** BEGIN Source material **

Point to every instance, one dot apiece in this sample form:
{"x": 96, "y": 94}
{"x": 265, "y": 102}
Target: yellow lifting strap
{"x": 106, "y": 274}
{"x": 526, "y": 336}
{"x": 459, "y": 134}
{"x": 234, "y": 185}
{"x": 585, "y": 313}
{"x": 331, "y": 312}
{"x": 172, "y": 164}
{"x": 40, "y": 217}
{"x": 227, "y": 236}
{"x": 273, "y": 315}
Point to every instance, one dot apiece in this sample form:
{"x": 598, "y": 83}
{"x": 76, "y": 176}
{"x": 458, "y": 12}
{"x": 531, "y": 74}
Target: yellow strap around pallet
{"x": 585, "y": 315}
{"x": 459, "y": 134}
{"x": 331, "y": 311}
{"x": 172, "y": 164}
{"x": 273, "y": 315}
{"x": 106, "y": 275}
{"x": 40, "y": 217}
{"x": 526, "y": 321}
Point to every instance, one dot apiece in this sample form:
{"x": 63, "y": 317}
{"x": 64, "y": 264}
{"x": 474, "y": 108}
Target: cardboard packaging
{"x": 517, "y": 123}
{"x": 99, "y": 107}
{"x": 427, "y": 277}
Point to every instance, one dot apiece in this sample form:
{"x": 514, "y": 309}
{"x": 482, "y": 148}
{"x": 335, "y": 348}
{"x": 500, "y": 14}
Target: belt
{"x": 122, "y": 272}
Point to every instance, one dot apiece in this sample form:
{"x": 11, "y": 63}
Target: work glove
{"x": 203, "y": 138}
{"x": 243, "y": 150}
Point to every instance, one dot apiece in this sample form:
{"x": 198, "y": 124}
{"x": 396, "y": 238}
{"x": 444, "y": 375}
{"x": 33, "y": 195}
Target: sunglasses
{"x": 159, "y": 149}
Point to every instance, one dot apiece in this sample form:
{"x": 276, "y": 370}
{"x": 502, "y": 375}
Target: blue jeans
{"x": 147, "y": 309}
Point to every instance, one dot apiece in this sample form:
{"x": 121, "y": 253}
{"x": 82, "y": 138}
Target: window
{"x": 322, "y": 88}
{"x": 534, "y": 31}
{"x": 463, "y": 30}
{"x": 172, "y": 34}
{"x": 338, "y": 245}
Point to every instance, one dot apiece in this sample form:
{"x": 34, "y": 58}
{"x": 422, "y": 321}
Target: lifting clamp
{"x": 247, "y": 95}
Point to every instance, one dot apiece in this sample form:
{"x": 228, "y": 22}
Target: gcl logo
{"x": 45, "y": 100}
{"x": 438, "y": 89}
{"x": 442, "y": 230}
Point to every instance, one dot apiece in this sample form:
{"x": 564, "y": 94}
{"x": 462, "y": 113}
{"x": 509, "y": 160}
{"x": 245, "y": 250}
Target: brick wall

** END Source material **

_Task to carry out_
Print out every entry, keeping each one exact.

_Solution to the exercise_
Point to every instance, one dot apiece in this sample form:
{"x": 96, "y": 94}
{"x": 265, "y": 102}
Target: yellow lifting strap
{"x": 106, "y": 274}
{"x": 526, "y": 336}
{"x": 459, "y": 134}
{"x": 234, "y": 185}
{"x": 585, "y": 313}
{"x": 331, "y": 312}
{"x": 172, "y": 164}
{"x": 40, "y": 217}
{"x": 227, "y": 236}
{"x": 273, "y": 315}
Point to every instance, one dot apiece in this sample form:
{"x": 598, "y": 83}
{"x": 76, "y": 176}
{"x": 458, "y": 12}
{"x": 531, "y": 74}
Target: yellow strap around pallet
{"x": 585, "y": 315}
{"x": 459, "y": 134}
{"x": 331, "y": 311}
{"x": 172, "y": 164}
{"x": 273, "y": 315}
{"x": 106, "y": 275}
{"x": 40, "y": 217}
{"x": 526, "y": 321}
Point to every instance, one dot apiece in this sample form:
{"x": 63, "y": 317}
{"x": 64, "y": 264}
{"x": 474, "y": 108}
Target: cardboard packaging
{"x": 517, "y": 123}
{"x": 99, "y": 107}
{"x": 427, "y": 277}
Point to every instance, one dot apiece in this sample form:
{"x": 514, "y": 309}
{"x": 482, "y": 148}
{"x": 335, "y": 348}
{"x": 500, "y": 14}
Target: belt
{"x": 122, "y": 272}
Point to every instance, one dot apiece in this sample form:
{"x": 11, "y": 63}
Target: work glove
{"x": 203, "y": 138}
{"x": 243, "y": 150}
Point to every instance, one dot apiece in this sample form:
{"x": 198, "y": 124}
{"x": 396, "y": 238}
{"x": 444, "y": 375}
{"x": 33, "y": 195}
Target: sunglasses
{"x": 159, "y": 149}
Point to every instance, one dot apiece in this sample form:
{"x": 276, "y": 370}
{"x": 502, "y": 375}
Target: blue jeans
{"x": 147, "y": 309}
Point to every instance, one dot apiece in this sample form:
{"x": 121, "y": 253}
{"x": 82, "y": 138}
Target: window
{"x": 322, "y": 88}
{"x": 534, "y": 31}
{"x": 463, "y": 30}
{"x": 172, "y": 34}
{"x": 338, "y": 245}
Point to every instance, one dot apiece in this sample form:
{"x": 34, "y": 58}
{"x": 422, "y": 321}
Target: lifting clamp
{"x": 247, "y": 95}
Point to every instance, one dot apiece in this sample form:
{"x": 228, "y": 22}
Target: gcl logo
{"x": 45, "y": 100}
{"x": 438, "y": 89}
{"x": 442, "y": 230}
Point to every instance, one dot apiece in this sample form:
{"x": 564, "y": 94}
{"x": 462, "y": 113}
{"x": 509, "y": 160}
{"x": 245, "y": 250}
Target: brick wall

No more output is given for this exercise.